Quoted passage =
(begin)
I recalled Robert Oppenheimer's famous words as I swung on the porch swing, awaiting the dawn. As I swung, I cradled my newborn daughter who was tucked into my fleece jacket as protection against the cold. She and my wife would stay here through the morning, while I drove southeast to Trinity Test Site. The radiation still present there wasn't recommended for an infant or for a nursing mother. As for myself, I hoped that I would receive a smaller dose than that now emanating from the first rays of a sun finally coaxed by the rooster into the eastern sky.

The road rose out of the valley of the Rio Grande that waters the Bosque del Apache not far to the south. The land flattens out eventually, with a few low hills standing as sentinels to the turnoff toward the Trinity Test Site. The true gate is at the Stallion Army Air Force Base, where my ID is checked, and I am handed information about today's event from two people who look like volunteers, definitely non-military. The road then heads south, through a landscape flat and featureless. Now and then an animal crossing sign looms up, bearing the silhouettes of elk, loping with head down, or the pronghorn, forelegs raised and curled, ready to spring into my path.
(end)
Problems to work on =
a – List every animal named in the Trinity Test Site passage.
b – Answer these questions from the Trinity Test Site passage:
(i) What was the newborn daughter tucked into?
(ii) Where is the true gate?
(iii) Out of which river's valley does the road rise?
c – Summarize the Trinity Test Site passage in two sentences.

Listed entries =
(begin)
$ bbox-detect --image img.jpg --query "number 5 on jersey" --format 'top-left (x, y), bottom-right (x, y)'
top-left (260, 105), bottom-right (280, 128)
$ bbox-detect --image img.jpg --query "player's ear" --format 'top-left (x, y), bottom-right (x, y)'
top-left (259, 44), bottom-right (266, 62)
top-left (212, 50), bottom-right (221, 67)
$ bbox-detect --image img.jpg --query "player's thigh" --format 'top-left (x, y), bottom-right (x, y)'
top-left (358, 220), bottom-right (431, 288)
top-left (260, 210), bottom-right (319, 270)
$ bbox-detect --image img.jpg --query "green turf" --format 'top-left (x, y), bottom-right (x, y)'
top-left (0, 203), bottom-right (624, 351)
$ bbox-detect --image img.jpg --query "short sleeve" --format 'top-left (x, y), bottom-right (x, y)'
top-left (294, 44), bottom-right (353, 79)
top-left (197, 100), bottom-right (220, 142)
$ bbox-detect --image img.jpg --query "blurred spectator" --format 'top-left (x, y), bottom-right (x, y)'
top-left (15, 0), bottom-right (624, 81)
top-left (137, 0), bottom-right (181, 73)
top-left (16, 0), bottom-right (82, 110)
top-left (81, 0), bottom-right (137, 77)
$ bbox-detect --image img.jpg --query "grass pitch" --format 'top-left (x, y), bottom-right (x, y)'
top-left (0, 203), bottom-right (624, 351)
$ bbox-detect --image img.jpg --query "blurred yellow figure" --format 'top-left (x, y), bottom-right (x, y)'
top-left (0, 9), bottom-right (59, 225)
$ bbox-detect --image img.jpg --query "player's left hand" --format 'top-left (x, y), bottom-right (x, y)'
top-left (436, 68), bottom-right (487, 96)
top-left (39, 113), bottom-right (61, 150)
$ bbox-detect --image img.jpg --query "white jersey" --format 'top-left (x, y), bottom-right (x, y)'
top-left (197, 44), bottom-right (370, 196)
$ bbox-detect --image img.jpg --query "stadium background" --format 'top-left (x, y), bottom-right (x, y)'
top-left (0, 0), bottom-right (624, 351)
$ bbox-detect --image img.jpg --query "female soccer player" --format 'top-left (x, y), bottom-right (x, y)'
(end)
List of solutions =
a – rooster, elk, pronghorn

b –
(i) The narrator's fleece jacket
(ii) At the Stallion Army Air Force Base
(iii) The Rio Grande

c – Awaiting the dawn on a porch swing, the narrator cradles a newborn daughter who will stay behind with the narrator's wife, since the radiation still at the Trinity Test Site isn't recommended for an infant or a nursing mother. The narrator then drives out of the Rio Grande valley to the gate at the Stallion Army Air Force Base, where an ID is checked, and continues south through flat, featureless land with elk and pronghorn crossing signs.